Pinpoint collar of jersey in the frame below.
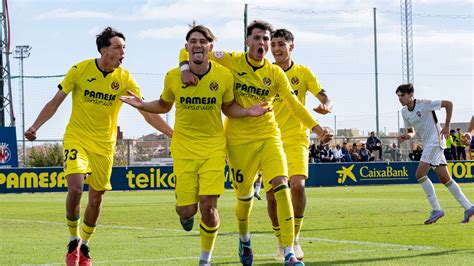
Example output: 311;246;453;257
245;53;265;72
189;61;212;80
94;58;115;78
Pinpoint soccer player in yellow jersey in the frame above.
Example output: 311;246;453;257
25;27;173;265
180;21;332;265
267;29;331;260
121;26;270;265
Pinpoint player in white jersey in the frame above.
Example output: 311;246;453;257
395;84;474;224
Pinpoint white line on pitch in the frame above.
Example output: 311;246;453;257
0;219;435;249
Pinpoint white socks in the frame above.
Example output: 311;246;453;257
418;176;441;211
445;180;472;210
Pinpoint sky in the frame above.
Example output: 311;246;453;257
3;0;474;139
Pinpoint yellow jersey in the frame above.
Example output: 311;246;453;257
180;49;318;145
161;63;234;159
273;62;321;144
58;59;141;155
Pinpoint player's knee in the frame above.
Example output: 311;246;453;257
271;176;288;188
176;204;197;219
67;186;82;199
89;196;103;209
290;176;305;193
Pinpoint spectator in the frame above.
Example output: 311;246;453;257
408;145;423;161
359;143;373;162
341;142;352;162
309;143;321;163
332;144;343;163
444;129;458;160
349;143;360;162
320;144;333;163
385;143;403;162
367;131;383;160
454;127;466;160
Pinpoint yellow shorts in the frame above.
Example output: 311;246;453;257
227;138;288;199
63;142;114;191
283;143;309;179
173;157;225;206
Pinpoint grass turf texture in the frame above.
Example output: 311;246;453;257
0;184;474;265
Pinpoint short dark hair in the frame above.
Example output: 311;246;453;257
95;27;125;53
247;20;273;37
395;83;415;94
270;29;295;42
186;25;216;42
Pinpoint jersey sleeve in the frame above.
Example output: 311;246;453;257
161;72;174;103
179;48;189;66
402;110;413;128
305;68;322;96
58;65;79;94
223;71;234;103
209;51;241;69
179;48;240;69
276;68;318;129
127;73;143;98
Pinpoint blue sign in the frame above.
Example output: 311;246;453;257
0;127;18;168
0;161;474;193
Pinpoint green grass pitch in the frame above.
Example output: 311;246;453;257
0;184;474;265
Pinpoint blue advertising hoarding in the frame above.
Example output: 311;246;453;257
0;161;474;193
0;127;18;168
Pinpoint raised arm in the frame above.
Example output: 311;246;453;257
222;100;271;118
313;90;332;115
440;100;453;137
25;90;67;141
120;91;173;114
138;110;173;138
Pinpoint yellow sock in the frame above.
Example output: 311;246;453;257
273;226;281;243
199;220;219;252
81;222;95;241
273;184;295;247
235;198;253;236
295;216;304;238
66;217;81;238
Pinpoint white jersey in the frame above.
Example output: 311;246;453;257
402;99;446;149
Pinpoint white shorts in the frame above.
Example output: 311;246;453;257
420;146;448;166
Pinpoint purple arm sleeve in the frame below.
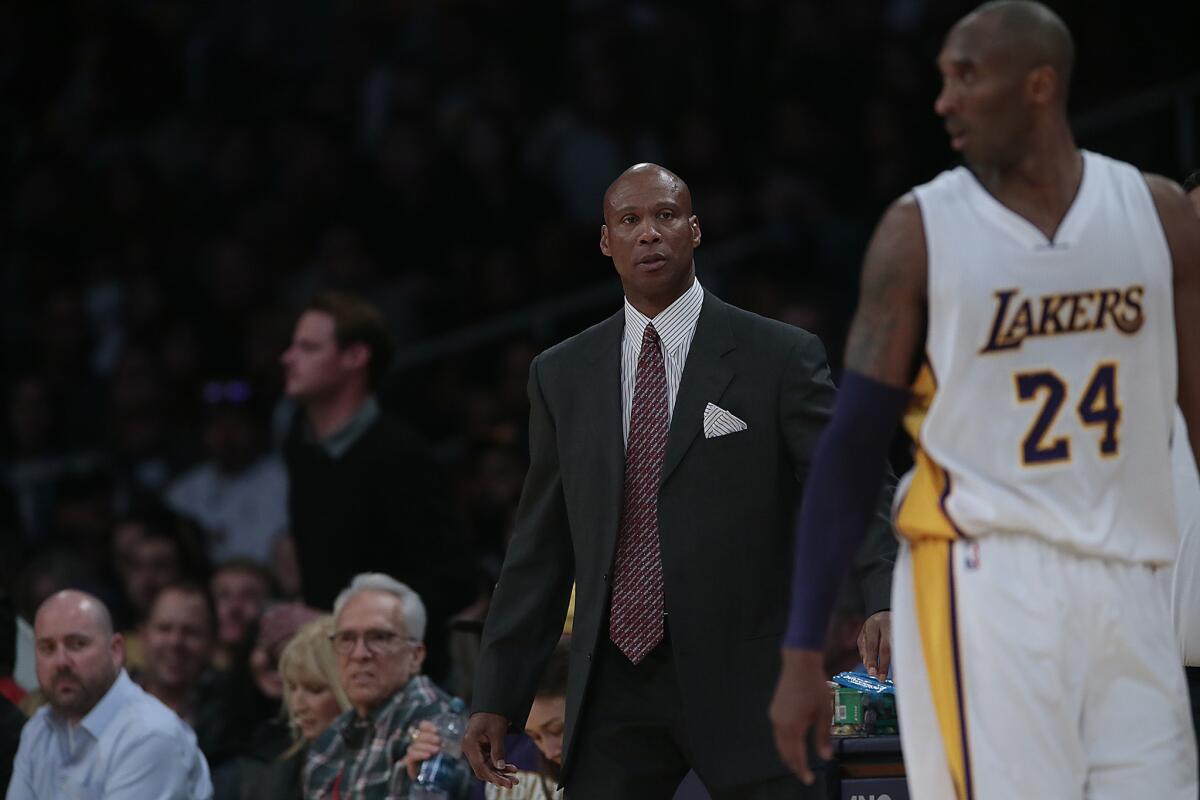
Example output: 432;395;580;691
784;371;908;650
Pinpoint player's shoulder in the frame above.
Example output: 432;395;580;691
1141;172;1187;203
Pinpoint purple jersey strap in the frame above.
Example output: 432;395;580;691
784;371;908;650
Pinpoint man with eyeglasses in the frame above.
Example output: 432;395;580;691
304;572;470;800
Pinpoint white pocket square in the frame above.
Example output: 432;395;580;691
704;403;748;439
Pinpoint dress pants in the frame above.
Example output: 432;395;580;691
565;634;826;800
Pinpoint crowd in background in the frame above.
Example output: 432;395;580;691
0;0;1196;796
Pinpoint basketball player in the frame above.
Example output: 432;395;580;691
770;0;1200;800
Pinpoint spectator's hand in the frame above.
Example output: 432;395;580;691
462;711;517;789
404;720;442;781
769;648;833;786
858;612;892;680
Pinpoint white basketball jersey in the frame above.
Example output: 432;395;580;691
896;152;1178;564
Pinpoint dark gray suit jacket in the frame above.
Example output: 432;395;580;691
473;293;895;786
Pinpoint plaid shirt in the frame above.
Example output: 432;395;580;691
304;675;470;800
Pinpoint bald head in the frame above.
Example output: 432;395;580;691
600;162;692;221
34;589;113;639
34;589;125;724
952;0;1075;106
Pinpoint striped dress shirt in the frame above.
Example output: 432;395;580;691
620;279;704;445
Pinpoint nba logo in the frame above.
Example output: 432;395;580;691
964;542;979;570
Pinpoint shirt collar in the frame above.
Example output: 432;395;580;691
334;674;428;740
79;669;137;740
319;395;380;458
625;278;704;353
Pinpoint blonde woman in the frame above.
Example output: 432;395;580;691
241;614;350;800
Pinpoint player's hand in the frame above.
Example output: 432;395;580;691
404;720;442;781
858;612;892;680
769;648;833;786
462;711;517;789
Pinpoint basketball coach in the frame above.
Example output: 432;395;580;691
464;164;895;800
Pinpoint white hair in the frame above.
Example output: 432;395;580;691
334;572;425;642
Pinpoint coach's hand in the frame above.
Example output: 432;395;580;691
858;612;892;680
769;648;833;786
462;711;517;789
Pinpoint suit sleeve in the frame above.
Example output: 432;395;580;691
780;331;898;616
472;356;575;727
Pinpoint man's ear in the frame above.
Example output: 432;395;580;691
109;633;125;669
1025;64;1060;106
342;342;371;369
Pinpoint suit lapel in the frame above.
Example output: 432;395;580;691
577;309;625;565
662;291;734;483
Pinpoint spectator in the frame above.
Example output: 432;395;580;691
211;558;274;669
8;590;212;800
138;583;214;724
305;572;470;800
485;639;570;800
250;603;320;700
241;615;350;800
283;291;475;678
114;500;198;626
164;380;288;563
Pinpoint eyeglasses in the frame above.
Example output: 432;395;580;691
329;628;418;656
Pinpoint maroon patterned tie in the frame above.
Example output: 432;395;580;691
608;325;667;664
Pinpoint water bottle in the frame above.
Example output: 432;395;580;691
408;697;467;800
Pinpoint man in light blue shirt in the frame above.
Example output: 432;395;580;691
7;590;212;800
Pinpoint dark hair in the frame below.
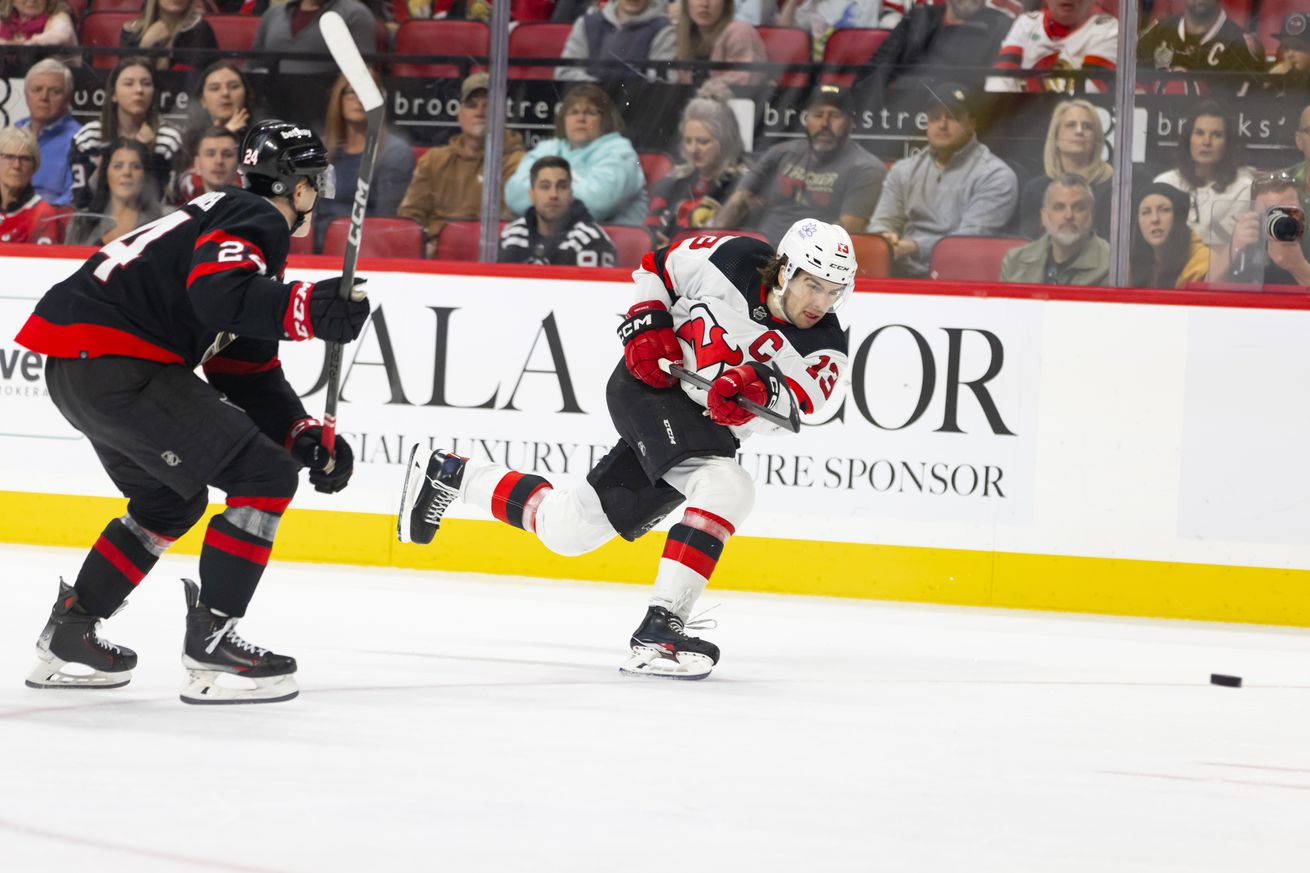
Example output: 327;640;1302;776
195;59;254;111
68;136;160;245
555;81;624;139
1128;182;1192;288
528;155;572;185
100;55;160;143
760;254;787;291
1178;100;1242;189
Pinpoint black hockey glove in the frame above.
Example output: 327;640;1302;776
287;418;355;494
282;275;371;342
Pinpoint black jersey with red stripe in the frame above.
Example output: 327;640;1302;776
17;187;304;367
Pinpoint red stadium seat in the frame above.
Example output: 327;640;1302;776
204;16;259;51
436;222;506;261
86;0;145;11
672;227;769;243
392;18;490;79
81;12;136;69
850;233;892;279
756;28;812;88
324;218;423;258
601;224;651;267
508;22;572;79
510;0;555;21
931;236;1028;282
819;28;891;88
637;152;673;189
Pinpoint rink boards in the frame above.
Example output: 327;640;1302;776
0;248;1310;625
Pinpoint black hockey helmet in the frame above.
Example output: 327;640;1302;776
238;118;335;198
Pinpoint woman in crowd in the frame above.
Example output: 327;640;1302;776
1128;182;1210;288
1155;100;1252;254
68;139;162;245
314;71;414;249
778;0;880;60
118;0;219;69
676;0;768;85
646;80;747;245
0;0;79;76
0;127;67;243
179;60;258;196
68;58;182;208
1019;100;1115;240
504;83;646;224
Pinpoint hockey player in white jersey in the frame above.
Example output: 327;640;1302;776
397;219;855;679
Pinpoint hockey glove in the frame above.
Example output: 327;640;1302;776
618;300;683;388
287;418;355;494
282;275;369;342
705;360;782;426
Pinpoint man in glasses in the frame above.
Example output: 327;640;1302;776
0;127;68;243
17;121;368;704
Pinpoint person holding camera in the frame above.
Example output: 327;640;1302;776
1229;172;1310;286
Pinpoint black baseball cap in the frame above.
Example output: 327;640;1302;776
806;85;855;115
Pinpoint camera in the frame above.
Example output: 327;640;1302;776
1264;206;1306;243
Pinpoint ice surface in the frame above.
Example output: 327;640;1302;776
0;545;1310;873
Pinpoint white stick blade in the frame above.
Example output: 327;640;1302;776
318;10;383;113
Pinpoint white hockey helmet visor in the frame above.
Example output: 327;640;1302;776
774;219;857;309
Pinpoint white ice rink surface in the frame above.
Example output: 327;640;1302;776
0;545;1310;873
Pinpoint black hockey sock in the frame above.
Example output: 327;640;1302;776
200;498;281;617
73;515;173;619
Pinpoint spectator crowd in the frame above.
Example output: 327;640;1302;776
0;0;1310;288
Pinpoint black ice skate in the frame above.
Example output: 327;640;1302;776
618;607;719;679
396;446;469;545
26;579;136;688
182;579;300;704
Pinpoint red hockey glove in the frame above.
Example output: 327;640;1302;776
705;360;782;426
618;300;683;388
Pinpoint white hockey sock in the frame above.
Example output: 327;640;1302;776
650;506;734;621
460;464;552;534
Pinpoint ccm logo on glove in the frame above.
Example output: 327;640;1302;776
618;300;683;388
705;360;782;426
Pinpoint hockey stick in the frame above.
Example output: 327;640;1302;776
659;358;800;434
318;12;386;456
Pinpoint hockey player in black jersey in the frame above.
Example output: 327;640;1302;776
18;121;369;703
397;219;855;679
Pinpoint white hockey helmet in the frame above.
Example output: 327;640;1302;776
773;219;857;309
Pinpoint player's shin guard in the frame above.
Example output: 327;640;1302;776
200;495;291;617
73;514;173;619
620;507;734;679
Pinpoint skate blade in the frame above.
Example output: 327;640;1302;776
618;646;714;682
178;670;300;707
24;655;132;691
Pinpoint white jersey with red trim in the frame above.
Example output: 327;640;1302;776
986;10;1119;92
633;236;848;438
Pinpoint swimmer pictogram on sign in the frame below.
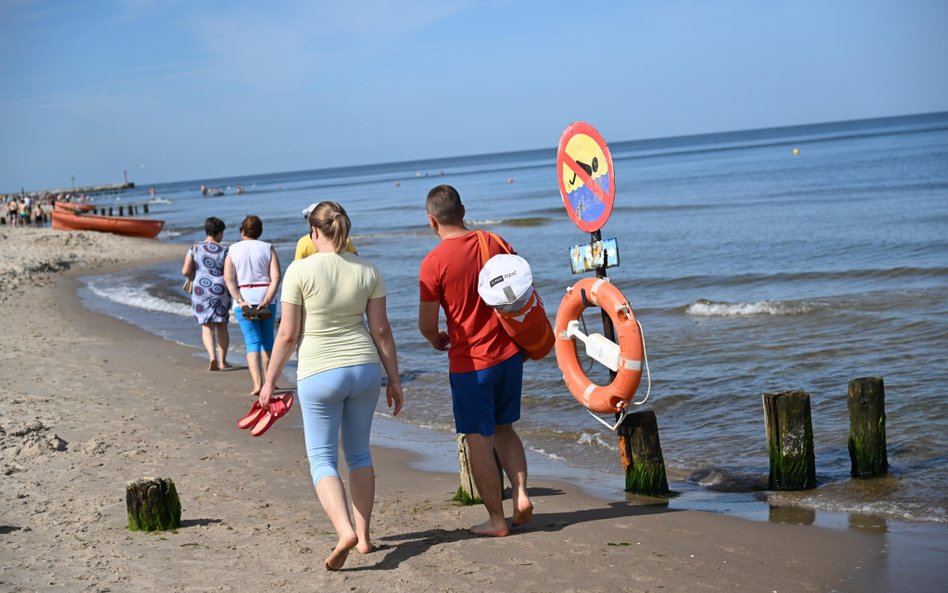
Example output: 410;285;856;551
━━━━━━━━━━━━━━━━━━━━━━━━━━━━━━
WHAT TO WORK ON: Copy out the material from the line containing "Pinpoint hockey stick in the frame above." through its end, with the requests and sample outputs unchanged, the pictures left out, and every bounding-box coordinate in the answers shifted up by 148.

OUTPUT BELOW:
Pinpoint hockey stick in the frame above.
Example output: 327;640;1302;776
807;506;948;582
466;160;534;604
Pinpoint hockey player in black jersey in the frame above.
Example output: 327;640;1302;776
166;269;517;851
545;367;1003;827
Pinpoint white hockey helmet in the frame above.
Example output: 327;640;1302;776
921;367;1005;457
Pinpoint player's shin guard in the frame above.
Example output: 327;640;1302;776
348;643;439;765
221;662;321;767
768;655;882;827
Pinpoint skate blade in the frame above.
Example output: 327;640;1302;776
766;794;862;830
326;818;448;855
172;803;280;839
Pinpoint white jersey with red trim in the frame above.
Example output: 327;640;1302;776
1134;158;1267;240
781;384;996;586
Pinpoint swimmer pictogram on sign in the frame below.
Example output: 410;285;856;551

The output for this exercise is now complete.